## CHALLENGE
Pull out every line of the material below that contains the string "blade", with case counting.

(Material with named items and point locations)

## start

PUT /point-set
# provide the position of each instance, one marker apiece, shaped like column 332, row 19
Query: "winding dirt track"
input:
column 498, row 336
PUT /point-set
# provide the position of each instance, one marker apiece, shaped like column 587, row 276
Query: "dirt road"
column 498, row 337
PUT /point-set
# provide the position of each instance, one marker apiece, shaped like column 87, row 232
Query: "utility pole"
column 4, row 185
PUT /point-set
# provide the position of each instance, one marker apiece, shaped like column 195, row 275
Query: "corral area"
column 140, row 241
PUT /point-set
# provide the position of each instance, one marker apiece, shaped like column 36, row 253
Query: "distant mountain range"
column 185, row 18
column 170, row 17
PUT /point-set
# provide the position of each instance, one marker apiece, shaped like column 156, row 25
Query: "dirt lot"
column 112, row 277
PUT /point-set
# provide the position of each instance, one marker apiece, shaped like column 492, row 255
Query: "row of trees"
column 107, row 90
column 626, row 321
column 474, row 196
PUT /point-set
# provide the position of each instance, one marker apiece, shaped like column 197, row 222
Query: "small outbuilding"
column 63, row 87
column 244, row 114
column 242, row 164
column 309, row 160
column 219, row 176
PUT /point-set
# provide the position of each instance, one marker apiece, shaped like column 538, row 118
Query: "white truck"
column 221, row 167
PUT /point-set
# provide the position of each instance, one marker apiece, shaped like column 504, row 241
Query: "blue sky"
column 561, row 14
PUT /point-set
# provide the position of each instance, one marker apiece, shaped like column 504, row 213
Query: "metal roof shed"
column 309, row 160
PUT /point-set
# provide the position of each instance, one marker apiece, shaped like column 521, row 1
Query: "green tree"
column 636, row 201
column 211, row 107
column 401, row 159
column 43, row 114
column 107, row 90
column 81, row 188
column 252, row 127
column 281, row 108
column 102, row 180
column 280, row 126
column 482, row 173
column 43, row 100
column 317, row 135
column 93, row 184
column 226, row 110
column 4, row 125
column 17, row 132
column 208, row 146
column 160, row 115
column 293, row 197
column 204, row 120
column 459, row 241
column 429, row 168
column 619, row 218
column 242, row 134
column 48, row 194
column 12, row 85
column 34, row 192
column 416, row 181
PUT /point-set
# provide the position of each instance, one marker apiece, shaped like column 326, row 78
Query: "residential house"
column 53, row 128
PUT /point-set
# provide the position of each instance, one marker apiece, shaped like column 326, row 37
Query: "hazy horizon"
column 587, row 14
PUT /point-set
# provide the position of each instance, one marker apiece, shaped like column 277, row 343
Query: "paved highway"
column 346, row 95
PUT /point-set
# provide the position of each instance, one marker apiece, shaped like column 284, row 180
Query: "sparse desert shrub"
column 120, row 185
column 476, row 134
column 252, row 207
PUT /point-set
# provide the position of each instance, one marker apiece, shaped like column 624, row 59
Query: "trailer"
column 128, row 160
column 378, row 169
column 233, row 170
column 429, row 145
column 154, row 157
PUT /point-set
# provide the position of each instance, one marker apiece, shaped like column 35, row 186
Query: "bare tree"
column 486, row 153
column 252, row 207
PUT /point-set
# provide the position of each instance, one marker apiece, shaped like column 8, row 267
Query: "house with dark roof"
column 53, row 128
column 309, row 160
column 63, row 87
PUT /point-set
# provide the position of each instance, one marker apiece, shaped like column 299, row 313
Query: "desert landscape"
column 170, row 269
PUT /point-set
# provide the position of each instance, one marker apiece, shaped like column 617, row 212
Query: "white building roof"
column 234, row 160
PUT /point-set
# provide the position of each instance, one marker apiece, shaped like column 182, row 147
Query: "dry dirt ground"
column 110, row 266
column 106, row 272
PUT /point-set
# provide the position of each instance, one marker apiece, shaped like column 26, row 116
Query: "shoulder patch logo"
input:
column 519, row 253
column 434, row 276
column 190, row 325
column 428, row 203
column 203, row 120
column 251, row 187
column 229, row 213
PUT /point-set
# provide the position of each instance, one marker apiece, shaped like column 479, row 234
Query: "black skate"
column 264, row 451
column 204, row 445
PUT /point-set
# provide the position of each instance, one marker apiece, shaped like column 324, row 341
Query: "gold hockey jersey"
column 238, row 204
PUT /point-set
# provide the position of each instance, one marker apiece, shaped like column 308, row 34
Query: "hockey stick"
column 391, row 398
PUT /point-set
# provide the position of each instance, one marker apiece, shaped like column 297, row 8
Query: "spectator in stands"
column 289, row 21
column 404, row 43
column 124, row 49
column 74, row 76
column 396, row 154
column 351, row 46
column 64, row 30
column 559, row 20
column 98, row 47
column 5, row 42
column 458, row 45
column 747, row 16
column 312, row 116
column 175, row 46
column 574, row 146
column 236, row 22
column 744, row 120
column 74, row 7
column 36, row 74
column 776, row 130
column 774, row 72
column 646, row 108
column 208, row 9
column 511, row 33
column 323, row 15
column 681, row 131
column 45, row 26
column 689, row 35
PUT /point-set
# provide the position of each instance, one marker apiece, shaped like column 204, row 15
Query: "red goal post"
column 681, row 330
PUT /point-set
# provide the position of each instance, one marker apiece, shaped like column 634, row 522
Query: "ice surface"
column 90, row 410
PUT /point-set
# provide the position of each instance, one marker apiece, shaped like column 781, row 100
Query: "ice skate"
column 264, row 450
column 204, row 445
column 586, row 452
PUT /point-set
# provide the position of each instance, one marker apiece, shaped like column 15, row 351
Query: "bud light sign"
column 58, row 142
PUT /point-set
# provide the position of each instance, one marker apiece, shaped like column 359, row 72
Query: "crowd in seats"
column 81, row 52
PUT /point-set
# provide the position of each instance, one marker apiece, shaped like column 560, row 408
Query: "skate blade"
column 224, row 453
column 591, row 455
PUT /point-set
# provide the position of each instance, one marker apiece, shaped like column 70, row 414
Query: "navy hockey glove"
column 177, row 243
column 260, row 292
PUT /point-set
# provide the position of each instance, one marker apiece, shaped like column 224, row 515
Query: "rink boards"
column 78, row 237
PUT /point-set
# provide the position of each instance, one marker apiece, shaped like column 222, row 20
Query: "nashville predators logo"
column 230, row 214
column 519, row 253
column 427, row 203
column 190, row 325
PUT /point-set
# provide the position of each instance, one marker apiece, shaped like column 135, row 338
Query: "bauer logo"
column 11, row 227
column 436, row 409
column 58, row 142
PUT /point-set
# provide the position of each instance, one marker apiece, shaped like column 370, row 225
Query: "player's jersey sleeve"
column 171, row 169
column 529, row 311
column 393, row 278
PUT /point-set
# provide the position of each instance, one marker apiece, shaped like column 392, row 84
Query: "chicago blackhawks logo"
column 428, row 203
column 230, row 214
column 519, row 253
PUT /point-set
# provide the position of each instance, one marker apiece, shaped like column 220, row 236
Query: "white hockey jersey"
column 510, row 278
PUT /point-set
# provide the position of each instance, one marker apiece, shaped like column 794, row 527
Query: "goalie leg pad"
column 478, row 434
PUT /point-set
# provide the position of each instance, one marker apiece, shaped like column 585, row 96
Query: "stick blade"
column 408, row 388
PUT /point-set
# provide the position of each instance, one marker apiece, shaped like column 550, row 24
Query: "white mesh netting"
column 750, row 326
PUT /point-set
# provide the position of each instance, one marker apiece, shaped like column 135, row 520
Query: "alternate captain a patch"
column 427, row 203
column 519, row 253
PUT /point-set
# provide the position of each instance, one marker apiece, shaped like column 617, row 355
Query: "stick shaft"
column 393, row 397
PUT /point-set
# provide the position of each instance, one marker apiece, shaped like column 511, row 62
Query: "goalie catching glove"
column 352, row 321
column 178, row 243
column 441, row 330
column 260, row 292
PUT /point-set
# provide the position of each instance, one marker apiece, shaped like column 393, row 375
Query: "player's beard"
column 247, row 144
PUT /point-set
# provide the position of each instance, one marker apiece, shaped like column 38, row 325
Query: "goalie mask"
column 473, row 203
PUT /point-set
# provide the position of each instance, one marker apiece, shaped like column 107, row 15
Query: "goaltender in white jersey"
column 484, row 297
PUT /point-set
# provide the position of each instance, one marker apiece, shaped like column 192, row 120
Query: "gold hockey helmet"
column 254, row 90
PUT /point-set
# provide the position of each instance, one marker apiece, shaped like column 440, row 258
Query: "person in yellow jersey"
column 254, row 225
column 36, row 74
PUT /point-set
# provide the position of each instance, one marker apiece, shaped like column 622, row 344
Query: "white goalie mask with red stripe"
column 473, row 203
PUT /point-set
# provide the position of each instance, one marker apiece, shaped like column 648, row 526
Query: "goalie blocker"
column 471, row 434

## end

## EXERCISE ANSWER
Query: "skate blade"
Query: "stick blade"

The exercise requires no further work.